Requirements → Can you copy, word for word, the items below, starting at their first line and ending at the line containing "x=214, y=254", with both of those lines included?

━━━━

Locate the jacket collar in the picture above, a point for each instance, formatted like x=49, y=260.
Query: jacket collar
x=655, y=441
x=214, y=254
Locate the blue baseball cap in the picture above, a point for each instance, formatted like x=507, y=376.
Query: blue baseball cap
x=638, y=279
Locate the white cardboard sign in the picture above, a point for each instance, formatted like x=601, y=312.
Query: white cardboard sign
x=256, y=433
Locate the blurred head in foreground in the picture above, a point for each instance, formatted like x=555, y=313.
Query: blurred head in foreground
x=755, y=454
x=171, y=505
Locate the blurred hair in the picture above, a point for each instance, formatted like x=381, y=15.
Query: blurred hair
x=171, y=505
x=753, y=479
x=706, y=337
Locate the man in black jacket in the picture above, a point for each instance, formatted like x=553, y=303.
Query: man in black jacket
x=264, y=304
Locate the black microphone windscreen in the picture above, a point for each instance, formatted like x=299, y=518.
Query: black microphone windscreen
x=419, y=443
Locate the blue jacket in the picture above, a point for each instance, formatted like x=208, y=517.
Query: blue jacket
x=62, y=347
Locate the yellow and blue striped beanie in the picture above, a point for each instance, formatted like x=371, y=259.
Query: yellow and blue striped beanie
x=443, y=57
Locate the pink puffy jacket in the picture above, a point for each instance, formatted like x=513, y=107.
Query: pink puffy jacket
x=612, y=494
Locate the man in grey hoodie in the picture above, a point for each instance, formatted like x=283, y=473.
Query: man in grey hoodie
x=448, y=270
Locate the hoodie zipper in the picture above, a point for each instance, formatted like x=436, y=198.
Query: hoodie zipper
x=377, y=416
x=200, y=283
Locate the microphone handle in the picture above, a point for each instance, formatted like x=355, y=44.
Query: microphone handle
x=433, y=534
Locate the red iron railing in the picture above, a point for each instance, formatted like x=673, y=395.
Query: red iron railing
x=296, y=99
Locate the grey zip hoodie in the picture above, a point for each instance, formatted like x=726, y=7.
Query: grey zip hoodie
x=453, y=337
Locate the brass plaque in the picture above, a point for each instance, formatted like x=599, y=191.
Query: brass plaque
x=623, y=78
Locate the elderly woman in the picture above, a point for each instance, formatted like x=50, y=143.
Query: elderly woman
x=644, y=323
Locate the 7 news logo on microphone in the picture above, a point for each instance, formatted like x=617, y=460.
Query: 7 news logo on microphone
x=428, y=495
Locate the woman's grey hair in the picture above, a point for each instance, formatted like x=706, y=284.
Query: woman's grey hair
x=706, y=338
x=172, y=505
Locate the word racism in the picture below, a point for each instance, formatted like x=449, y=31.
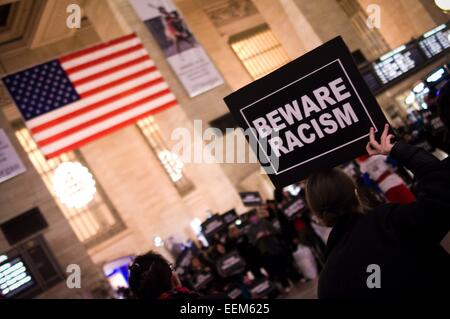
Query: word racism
x=296, y=115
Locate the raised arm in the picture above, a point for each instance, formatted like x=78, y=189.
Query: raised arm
x=429, y=216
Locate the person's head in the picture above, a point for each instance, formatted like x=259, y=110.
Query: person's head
x=151, y=275
x=263, y=213
x=233, y=232
x=443, y=104
x=196, y=263
x=220, y=248
x=162, y=10
x=331, y=194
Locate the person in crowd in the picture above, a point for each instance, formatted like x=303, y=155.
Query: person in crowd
x=274, y=260
x=443, y=110
x=391, y=184
x=392, y=251
x=250, y=254
x=152, y=277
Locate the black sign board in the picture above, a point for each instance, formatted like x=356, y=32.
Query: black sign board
x=213, y=225
x=262, y=288
x=230, y=264
x=250, y=199
x=234, y=291
x=315, y=112
x=202, y=279
x=24, y=225
x=230, y=216
x=294, y=208
x=184, y=259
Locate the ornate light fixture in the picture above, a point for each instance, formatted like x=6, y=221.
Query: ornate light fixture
x=73, y=184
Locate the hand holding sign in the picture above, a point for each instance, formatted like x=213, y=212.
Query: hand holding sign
x=384, y=147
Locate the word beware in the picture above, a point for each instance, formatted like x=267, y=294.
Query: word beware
x=299, y=111
x=312, y=113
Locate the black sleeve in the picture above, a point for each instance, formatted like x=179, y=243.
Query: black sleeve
x=429, y=216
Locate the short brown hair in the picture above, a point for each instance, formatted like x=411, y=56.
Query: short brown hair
x=331, y=194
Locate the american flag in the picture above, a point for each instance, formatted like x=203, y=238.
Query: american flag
x=70, y=101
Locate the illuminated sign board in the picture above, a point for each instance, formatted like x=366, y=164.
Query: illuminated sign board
x=14, y=276
x=435, y=41
x=395, y=65
x=398, y=62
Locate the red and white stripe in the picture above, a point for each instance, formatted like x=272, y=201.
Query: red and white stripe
x=118, y=84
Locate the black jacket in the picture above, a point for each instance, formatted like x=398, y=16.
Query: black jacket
x=403, y=240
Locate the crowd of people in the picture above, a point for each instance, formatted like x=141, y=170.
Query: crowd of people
x=371, y=211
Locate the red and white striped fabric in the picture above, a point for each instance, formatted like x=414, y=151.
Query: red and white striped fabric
x=102, y=89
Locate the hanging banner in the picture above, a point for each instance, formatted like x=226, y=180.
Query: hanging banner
x=10, y=163
x=185, y=55
x=313, y=113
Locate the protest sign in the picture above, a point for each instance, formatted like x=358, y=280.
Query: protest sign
x=294, y=208
x=213, y=225
x=251, y=198
x=313, y=113
x=230, y=264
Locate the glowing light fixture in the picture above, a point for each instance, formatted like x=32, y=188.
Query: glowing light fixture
x=73, y=184
x=410, y=98
x=172, y=164
x=436, y=75
x=419, y=87
x=158, y=241
x=444, y=5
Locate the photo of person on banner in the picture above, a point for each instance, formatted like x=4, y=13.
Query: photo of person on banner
x=175, y=30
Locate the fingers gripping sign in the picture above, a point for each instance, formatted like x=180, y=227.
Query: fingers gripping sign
x=383, y=147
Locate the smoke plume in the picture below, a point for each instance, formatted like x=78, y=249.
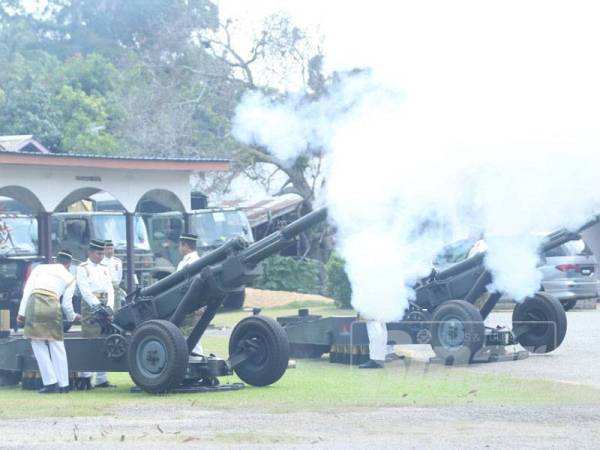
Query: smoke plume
x=473, y=116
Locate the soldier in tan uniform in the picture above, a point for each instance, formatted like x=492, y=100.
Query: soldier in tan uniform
x=95, y=284
x=115, y=268
x=41, y=311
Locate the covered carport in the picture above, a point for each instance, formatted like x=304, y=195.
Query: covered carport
x=47, y=183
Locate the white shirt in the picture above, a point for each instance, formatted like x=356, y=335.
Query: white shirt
x=115, y=268
x=54, y=278
x=95, y=278
x=479, y=247
x=188, y=259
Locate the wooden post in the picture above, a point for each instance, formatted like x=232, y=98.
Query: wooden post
x=130, y=258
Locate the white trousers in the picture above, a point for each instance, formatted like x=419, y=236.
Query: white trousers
x=51, y=357
x=101, y=377
x=378, y=347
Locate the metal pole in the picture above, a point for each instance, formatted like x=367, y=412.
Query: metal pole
x=130, y=259
x=187, y=222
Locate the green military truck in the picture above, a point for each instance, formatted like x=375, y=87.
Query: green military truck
x=74, y=230
x=18, y=256
x=214, y=226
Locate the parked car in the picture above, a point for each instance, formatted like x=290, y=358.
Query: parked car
x=569, y=272
x=18, y=256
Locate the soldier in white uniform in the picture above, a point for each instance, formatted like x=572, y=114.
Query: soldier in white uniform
x=187, y=248
x=379, y=350
x=49, y=291
x=95, y=284
x=115, y=268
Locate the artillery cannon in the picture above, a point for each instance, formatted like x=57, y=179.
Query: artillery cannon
x=448, y=312
x=144, y=338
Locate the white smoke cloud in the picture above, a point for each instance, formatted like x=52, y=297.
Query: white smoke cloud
x=475, y=115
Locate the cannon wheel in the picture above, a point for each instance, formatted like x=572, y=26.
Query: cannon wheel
x=457, y=332
x=9, y=378
x=540, y=323
x=157, y=356
x=568, y=304
x=270, y=361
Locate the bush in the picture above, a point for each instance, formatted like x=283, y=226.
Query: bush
x=338, y=283
x=286, y=273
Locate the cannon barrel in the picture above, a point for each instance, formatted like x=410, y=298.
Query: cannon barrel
x=273, y=243
x=249, y=255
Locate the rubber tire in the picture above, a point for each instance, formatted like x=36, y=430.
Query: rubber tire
x=9, y=378
x=568, y=304
x=177, y=356
x=542, y=304
x=474, y=329
x=308, y=351
x=271, y=361
x=235, y=300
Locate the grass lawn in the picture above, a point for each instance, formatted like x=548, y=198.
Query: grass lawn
x=314, y=386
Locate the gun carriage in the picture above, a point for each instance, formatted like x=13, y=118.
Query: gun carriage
x=448, y=313
x=145, y=339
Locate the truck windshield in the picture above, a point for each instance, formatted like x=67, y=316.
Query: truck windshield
x=109, y=226
x=215, y=227
x=18, y=236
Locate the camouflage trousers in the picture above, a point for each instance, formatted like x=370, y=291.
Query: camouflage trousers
x=43, y=317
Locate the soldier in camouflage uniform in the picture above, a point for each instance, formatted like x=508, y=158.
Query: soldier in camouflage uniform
x=115, y=268
x=41, y=313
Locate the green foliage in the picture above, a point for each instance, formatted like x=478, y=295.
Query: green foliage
x=85, y=122
x=285, y=273
x=338, y=284
x=67, y=106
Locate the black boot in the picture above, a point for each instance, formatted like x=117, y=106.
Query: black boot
x=50, y=389
x=371, y=364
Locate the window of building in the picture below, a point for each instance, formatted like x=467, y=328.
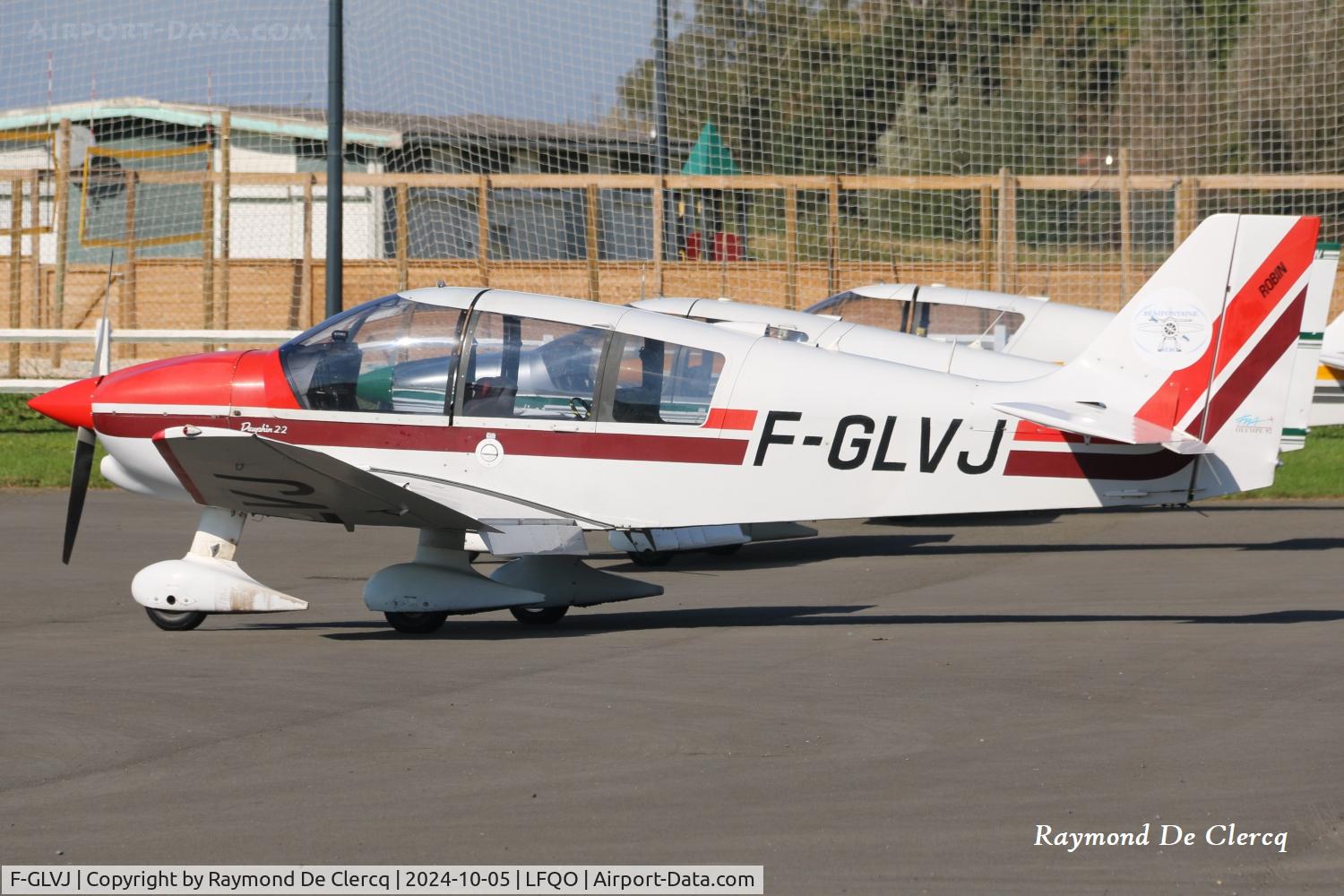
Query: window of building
x=390, y=355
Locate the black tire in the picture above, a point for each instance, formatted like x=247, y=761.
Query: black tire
x=650, y=557
x=417, y=622
x=175, y=621
x=539, y=616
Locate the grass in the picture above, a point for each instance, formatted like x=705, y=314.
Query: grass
x=37, y=452
x=1316, y=471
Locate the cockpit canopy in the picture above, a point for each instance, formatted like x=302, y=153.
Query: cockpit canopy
x=401, y=357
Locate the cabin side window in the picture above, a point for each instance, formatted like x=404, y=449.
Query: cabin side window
x=658, y=382
x=531, y=368
x=392, y=357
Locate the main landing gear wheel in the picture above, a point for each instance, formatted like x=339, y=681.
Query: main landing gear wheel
x=539, y=616
x=416, y=622
x=175, y=621
x=650, y=557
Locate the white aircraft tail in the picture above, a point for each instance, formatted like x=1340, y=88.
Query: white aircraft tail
x=1202, y=358
x=1308, y=359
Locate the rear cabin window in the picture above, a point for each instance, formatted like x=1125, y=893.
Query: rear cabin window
x=531, y=368
x=961, y=323
x=658, y=382
x=392, y=357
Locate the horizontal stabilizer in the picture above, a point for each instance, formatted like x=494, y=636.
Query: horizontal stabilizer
x=254, y=474
x=1097, y=422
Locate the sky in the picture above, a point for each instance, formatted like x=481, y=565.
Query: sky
x=543, y=59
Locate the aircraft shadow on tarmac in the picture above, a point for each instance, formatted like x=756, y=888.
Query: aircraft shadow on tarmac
x=596, y=622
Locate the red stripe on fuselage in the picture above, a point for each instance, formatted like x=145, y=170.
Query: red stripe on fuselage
x=607, y=446
x=723, y=418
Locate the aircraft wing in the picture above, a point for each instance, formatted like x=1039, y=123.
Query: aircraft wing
x=254, y=474
x=1097, y=422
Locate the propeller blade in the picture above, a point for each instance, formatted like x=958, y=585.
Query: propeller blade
x=80, y=474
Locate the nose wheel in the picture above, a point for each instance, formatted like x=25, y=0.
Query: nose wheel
x=539, y=616
x=175, y=621
x=416, y=622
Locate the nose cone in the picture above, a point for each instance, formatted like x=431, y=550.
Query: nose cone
x=70, y=405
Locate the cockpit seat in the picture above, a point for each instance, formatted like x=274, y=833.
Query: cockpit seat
x=489, y=397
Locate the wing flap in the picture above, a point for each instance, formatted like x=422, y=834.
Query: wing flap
x=1097, y=422
x=255, y=474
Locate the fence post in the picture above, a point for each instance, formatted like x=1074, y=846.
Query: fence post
x=1126, y=234
x=306, y=274
x=986, y=233
x=483, y=230
x=659, y=187
x=15, y=268
x=129, y=314
x=1185, y=210
x=833, y=237
x=225, y=196
x=402, y=237
x=790, y=247
x=62, y=222
x=35, y=249
x=1007, y=245
x=593, y=247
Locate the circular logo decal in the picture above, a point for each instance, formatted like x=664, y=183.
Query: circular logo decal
x=1172, y=330
x=489, y=452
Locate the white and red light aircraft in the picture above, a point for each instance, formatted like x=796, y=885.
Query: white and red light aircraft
x=532, y=419
x=1023, y=336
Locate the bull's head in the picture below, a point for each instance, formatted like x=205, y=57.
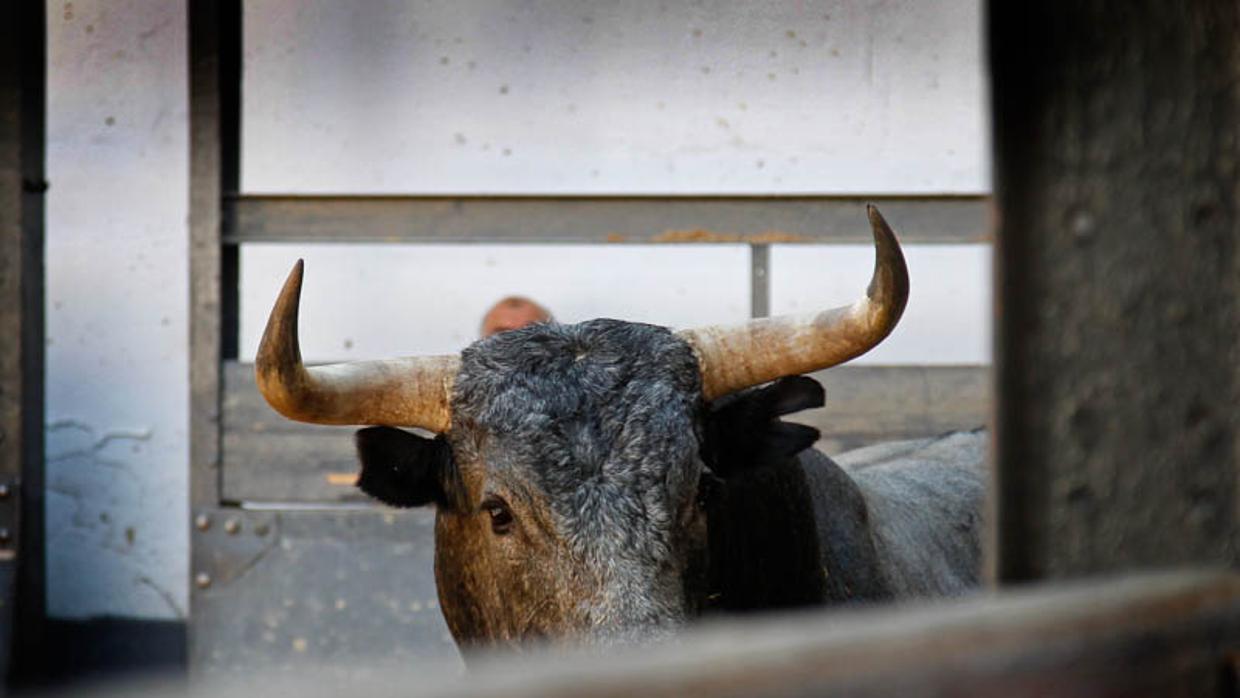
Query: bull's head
x=568, y=461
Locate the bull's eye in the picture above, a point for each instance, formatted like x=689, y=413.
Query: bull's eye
x=500, y=513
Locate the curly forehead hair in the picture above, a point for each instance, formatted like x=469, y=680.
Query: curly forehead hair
x=603, y=417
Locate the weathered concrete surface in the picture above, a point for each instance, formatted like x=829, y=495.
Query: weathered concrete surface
x=117, y=306
x=1117, y=159
x=21, y=336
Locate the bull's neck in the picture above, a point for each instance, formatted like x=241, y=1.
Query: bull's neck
x=788, y=536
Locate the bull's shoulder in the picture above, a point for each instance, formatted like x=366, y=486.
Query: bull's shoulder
x=925, y=502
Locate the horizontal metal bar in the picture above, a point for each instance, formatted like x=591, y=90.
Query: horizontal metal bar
x=602, y=218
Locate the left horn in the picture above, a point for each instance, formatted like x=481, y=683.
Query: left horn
x=737, y=357
x=399, y=392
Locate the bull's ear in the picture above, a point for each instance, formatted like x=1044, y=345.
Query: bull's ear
x=406, y=470
x=744, y=430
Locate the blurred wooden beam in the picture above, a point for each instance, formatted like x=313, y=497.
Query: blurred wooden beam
x=1116, y=160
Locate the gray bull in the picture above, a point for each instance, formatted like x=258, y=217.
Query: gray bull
x=606, y=481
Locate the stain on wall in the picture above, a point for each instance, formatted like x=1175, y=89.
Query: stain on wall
x=117, y=304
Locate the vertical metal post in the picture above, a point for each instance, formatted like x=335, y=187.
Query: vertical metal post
x=1117, y=154
x=759, y=280
x=22, y=605
x=215, y=104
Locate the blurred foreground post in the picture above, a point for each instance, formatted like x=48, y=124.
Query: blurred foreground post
x=22, y=62
x=1117, y=175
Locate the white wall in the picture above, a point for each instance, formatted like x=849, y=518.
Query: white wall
x=563, y=96
x=557, y=97
x=117, y=304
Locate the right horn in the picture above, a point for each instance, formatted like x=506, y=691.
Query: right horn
x=399, y=392
x=740, y=356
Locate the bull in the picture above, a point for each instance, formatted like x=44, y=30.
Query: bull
x=606, y=481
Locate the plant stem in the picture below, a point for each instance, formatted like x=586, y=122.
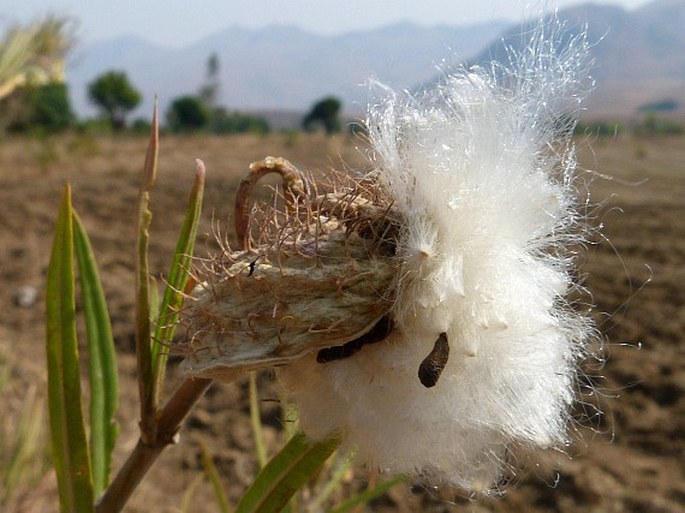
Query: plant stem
x=146, y=453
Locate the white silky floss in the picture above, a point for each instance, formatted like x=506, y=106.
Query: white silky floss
x=481, y=169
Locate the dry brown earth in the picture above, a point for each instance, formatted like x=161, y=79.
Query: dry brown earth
x=631, y=459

━━━━

Output →
Locate the jacket collar in the picture above, a point for each instance, formatted like x=49, y=260.
Query: jacket collar
x=655, y=441
x=214, y=254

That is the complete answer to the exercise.